** EXERCISE TASK 1 **
Substitute "marker" for "keypoint" in the listing, starting at the line that contains "For every instance of the distant" and ending at the end of the listing, and give those lines back with everything else unchanged.

He and 28 of his friends were waving signs and hollering at honking cars to raise awareness for world hunger.
Their action was part of World Vision's 20th annual 30 Hour Famine, a fundraiser in which young adults go without food for more than a day to better understand what it means to be hungry. The teens began their fast at noon Friday and planned to break it together at a potluck Saturday evening.
"One of the core problems in the world is the billion people that go to bed hungry every night," said John Yeager, special-projects coordinator for World Vision, an international Christian humanitarian organization based in Federal Way. "If we can get teenagers to think about this at a young age, they may be more responsive to appeals [for aid] as they get older."
World Vision says it has raised $140 million since the famine project began in 1992, with this year's goal set at about $10 million, said Michele Tvedt, national manager of 30 Hour Famine. The money, mostly from pledges, goes to World Vision causes in countries such as Sudan, Haiti and Japan.

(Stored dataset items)
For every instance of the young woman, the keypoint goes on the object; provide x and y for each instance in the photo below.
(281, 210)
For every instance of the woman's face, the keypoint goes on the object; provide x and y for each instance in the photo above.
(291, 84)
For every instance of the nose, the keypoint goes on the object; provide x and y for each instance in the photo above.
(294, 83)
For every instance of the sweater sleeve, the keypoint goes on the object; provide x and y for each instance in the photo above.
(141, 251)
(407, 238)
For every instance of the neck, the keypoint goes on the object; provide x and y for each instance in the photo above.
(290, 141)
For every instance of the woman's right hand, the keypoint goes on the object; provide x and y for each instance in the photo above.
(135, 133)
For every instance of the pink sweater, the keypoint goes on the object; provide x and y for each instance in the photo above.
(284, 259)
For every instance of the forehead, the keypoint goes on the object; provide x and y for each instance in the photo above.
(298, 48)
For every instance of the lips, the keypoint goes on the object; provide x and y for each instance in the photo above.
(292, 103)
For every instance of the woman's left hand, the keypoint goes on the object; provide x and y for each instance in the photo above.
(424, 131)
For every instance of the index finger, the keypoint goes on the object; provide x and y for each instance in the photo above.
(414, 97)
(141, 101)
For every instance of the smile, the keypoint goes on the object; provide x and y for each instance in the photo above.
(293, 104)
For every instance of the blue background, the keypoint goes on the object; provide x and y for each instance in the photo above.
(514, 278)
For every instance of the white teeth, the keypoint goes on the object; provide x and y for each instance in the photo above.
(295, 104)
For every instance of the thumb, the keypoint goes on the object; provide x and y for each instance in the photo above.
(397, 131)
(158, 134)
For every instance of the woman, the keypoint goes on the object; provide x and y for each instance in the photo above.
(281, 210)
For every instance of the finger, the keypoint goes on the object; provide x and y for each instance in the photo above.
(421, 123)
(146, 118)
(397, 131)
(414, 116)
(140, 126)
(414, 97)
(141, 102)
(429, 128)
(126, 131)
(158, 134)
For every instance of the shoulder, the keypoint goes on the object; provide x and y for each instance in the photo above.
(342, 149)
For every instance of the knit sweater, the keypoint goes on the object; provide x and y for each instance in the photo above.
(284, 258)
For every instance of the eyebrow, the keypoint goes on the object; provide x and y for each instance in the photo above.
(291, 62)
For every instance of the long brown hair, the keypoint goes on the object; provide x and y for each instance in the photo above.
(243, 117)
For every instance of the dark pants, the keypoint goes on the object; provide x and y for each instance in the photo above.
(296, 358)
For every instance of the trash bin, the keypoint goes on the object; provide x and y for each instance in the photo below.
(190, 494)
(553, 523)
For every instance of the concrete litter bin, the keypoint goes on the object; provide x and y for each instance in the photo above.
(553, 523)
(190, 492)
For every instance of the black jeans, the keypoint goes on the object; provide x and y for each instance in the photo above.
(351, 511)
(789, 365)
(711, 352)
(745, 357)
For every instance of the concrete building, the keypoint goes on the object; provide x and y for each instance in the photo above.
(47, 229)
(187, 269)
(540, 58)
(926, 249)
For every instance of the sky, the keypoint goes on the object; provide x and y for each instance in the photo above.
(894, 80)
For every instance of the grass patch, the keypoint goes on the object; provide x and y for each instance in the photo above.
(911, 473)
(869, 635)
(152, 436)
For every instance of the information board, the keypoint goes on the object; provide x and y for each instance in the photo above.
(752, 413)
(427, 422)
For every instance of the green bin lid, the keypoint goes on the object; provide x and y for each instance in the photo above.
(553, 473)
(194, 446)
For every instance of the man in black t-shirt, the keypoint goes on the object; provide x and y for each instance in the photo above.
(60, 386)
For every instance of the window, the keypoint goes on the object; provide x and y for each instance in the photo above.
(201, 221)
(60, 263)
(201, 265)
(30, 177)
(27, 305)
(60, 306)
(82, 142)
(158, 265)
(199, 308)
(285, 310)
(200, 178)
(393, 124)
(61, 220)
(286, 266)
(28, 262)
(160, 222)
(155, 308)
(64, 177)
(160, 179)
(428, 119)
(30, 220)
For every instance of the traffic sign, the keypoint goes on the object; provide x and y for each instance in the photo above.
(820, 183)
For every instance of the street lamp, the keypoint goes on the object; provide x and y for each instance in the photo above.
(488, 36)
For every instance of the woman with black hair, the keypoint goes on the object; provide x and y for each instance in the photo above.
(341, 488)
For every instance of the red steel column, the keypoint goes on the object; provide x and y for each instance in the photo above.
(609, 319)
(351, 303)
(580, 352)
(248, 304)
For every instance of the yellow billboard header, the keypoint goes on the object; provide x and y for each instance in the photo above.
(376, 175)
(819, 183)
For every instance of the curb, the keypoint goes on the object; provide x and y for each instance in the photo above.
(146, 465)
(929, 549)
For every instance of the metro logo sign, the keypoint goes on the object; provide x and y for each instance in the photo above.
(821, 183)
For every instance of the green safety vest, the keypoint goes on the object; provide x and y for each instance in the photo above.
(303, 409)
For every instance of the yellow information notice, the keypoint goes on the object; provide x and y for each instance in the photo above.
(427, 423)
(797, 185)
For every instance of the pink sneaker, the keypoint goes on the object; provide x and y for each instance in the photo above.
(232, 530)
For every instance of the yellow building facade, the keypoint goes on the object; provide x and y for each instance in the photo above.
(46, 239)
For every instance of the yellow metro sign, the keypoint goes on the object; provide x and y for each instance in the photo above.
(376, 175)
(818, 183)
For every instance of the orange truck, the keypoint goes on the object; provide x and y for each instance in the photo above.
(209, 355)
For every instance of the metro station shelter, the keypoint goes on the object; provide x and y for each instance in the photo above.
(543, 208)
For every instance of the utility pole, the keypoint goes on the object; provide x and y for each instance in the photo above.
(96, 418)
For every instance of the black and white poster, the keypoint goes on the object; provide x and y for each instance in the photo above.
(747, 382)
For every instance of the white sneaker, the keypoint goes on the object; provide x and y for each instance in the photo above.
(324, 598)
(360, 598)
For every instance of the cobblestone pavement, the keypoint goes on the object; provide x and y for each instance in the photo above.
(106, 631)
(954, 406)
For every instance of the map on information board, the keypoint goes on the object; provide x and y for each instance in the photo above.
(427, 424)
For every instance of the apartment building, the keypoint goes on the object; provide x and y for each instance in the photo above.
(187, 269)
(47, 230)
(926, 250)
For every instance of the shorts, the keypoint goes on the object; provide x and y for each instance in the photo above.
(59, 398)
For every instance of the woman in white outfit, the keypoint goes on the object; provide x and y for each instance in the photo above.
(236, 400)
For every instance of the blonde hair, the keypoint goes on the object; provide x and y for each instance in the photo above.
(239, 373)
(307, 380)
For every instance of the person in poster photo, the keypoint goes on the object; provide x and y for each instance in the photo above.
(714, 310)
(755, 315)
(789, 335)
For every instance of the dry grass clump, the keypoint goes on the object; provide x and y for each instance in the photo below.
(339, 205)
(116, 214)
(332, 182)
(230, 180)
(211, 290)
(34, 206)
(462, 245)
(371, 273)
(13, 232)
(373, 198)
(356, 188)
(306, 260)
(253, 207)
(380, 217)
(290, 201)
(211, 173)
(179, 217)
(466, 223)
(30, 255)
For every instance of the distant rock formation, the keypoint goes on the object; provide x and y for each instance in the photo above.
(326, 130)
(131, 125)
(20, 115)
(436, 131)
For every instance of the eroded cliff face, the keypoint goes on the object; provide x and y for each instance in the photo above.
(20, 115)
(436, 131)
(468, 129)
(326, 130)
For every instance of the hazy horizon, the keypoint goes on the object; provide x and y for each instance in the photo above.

** EXERCISE TASK 2 **
Translate this sentence from the article on the 30 Hour Famine into Spanish: "The teens began their fast at noon Friday and planned to break it together at a potluck Saturday evening."

** COMPLETE ANSWER 1 **
For every instance of the distant rock formation, the marker goes on the object; provide x and y for each instance in the photo above.
(326, 130)
(131, 125)
(20, 115)
(436, 131)
For every instance of the eroded cliff face, the marker goes on the object; provide x and y for each instance in the photo above.
(20, 115)
(436, 131)
(468, 129)
(326, 130)
For every instance of the hazy horizon, the marker goes on the object; provide x and y for each instance in the photo above.

** COMPLETE ANSWER 2 **
Los adolescentes comenzaron su ayuno el viernes al mediodía y planeaban romperlo juntos en una comida compartida el sábado por la noche.